- Set problem 1 -
According to the article on Herbalife's donation to the Harkin Institute, how much did Herbalife pledge to the institute, and on what date?
- Set problem 2 -
Pick up the article on Herbalife's donation to Tom Harkin's policy institute after its final sentence and write the next few paragraphs.

- Passage shown -
++++

Herbalife donates to Tom Harkin's policy institute shortly after dinner meeting, documents reveal

Sen. Tom Harkin / AP
January 24, 2013

Sen. Tom Harkin (D., Iowa) met with representatives from the nutrition and supplement company Herbalife less than two months before it donated to the senator’s public policy institute, according to documents obtained by the Washington Free Beacon.

Herbalife has been Harkin’s largest financial donor throughout his political career, campaign finance records show.

According to a copy of the senator’s daily schedule for the August 2011 recess, Harkin was scheduled for a "Dinner with Herbalife" at the Four Seasons Hotel in Beverly Hills, Calif., on Aug. 16, 2011, at 8 p.m. following a meeting with leftwing moneyman Steve Bing at 6:30 p.m.

Herbalife pledged $100,000 to the Harkin Institute on Oct. 11, 2011. According to a detailed list of donations to the Harkin Institute obtained by the Free Beacon, the company , based in Torrance, Calif., has paid out two-thirds of that money. A congressional disclosure form indicates that Herbalife donated $33,333 on Oct. 5, 2011.

Neither Herbalife nor Harkin’s office returned a request for clarification of the content of the senator’s meeting with Herbalife.

The meetings with Bing and Herbalife were the only two items on the senator’s schedule during his five-day stay in California. His wife, Ruth Harkin, joined him there.

Mrs. Harkin sits on the Iowa Board of Regents, which created and oversees the Harkin Institute.

Congressional ethics experts said that possible solicitations made by the senator for his institute would not be illegal.

++++

- Records shown -

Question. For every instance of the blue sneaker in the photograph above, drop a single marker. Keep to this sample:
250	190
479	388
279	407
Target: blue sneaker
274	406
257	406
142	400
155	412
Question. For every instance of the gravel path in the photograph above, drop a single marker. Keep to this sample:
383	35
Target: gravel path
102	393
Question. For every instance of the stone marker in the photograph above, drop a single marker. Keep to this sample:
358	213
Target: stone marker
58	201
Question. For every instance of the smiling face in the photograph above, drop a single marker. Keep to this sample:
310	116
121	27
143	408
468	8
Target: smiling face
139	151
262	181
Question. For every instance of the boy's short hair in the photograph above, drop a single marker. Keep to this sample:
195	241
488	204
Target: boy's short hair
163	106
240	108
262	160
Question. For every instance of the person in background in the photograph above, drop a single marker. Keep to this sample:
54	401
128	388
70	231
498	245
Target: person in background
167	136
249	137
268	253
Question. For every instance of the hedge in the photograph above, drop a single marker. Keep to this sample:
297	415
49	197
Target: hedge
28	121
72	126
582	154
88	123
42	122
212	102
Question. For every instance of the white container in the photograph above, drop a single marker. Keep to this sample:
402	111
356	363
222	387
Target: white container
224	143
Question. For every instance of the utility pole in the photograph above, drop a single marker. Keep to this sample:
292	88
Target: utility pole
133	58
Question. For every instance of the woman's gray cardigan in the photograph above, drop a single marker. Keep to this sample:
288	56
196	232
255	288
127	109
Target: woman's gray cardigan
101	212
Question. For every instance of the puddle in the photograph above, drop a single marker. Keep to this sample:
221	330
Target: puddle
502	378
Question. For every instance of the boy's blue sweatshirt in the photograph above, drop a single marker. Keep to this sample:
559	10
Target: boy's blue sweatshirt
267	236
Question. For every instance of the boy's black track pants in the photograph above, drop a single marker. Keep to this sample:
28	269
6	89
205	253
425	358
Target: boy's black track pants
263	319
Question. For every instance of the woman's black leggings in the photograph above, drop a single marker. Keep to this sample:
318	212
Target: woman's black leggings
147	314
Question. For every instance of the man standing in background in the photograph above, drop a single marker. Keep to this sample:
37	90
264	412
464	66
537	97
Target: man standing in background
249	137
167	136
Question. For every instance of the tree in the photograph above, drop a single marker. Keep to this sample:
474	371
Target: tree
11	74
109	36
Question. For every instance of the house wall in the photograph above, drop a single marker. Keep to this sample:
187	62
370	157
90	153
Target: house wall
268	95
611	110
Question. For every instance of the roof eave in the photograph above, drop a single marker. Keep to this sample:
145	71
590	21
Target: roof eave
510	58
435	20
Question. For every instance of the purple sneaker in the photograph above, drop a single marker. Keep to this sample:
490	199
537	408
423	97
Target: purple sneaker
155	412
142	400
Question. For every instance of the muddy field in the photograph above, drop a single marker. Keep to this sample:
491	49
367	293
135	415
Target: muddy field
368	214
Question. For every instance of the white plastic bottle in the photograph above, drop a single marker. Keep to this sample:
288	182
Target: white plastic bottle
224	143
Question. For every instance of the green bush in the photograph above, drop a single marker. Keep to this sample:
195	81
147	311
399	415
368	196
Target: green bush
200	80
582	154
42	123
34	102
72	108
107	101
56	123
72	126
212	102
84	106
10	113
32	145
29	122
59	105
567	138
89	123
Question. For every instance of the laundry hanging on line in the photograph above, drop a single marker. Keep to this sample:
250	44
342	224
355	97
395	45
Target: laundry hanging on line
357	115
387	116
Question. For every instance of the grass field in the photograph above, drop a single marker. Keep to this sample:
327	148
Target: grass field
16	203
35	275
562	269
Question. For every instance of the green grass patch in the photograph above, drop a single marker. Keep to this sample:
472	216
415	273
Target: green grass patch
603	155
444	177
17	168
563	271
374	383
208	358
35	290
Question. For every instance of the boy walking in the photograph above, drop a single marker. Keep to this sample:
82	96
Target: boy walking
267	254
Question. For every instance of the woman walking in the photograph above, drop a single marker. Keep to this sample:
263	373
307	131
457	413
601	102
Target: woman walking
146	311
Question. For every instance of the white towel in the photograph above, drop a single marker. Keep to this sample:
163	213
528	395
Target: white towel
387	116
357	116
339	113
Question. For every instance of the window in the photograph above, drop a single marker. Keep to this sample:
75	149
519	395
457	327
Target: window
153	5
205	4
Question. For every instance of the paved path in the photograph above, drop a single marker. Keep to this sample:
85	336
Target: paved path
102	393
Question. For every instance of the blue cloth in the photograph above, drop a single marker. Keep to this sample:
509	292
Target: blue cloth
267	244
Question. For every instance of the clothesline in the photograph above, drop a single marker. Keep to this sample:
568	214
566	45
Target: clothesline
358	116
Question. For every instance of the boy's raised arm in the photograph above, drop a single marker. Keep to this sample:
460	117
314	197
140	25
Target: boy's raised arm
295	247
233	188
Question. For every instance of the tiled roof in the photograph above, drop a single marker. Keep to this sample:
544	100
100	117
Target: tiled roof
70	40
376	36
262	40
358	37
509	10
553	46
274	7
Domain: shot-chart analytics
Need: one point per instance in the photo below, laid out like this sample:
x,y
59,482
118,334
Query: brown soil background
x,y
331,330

++++

- Exercise output 1 -
Herbalife pledged $100,000 on Oct. 11, 2011.

- Exercise output 2 -
"The senate rules basically follow the federal law that for congressmen and senators they are not allowed to solicit gifts," said Jan Baran, a government ethics requirements expert at the Wiley Rein, LLP law firm.

However, these rules exempt solicitations for organizations that the IRS designates as tax-exempt charitable organizations (or 501(c)3).

"In those cases senators are permitted to solicit donations," Baran said.

"The Senate allows senators to create institutes in their own name and raise money for them," said Ken Gross, a lawyer and gift rules expert at the Skadden, Arps, Slate, Meagher and Flom, LLP law firm.

Baran and Gross noted that some restrictions still apply on these solicitations. Senators and congressmen may not solicit from foreign agents or registered lobbyists.

However, senators may solicit from the companies that hire lobbyists. They may solicit donations from a company’s CEO and other chief executives, Gross said, "as long as they stay away from soliciting the lobbyists."

Herbalife hired two outside lobbying firms in 2012 and has one in-house lobbyist, according to the Center for Responsive Politics.

Gross noted that congressional ethics rules also prohibit any sort of agreement or quid pro quo deal involving solicitations for donations.

Viveca Novak, editorial and communications director for the Center for Responsive Politics, said that while the situation presented by Harkin’s relationship to Herbalife may not be illegal, it does raise ethical questions.

"It’s clearly another way for a donor to ingratiate him or herself with a member of Congress," she said.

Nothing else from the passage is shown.